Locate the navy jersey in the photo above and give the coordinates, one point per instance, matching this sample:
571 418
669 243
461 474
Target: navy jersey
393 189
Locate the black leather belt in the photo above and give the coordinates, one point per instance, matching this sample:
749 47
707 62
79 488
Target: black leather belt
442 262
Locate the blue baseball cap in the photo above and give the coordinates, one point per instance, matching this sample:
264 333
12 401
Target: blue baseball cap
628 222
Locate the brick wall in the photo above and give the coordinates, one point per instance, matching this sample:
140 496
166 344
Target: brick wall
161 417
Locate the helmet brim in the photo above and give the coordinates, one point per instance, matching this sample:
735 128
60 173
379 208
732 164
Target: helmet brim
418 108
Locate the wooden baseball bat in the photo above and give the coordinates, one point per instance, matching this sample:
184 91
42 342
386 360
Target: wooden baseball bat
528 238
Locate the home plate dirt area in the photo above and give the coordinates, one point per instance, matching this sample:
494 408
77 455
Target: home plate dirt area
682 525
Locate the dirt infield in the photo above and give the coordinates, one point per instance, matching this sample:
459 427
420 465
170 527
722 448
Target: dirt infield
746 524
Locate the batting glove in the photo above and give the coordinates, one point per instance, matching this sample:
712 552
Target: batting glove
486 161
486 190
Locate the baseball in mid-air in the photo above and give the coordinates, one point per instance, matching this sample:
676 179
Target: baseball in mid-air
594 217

---+---

Go through the data and return every record exactly.

Locate the navy jersey in the photo above and give the coordinates, one point per instance, matching this sample:
571 418
669 243
461 474
Target: navy jersey
393 189
Locate the black leather belt in the photo above and give the coordinates, one point per instance, matching this sample:
749 47
707 62
79 488
Target: black leather belt
442 262
Locate the blue baseball cap in the photo above and give the coordinates, one point per instance, matching this sample:
264 333
12 401
Target: blue baseball cap
628 222
Locate the brick wall in the photo above and give the coordinates, one point per instance, matching this sample:
140 496
166 344
Target: brick wall
161 417
Locate the helmet brim in the photo above and give the coordinates, one point per instance, matching this sample:
735 128
60 173
379 208
732 164
Target: helmet brim
418 108
Locate the wooden baseball bat in the photo above and give the coordinates, one point per instance, matching this sample:
184 91
42 342
386 360
Target: wooden baseball bat
528 238
Locate the home plate dirt area in the photo above and give the coordinates, one point per instance, matching this sample:
494 408
77 455
Target: home plate dirt area
682 525
Locate the dirt infield in the photo above and give the coordinates, one point per instance, matching this sample:
459 427
420 465
170 527
722 448
Target: dirt infield
746 524
Locate the batting glove in the photo above and give the coordinates, one point per instance, matching this sample:
712 552
Target: batting glove
486 161
486 190
Locate the baseball in mid-air in the photo above and give the coordinates, one point per instance, matching this sample:
676 179
Target: baseball in mid-air
594 217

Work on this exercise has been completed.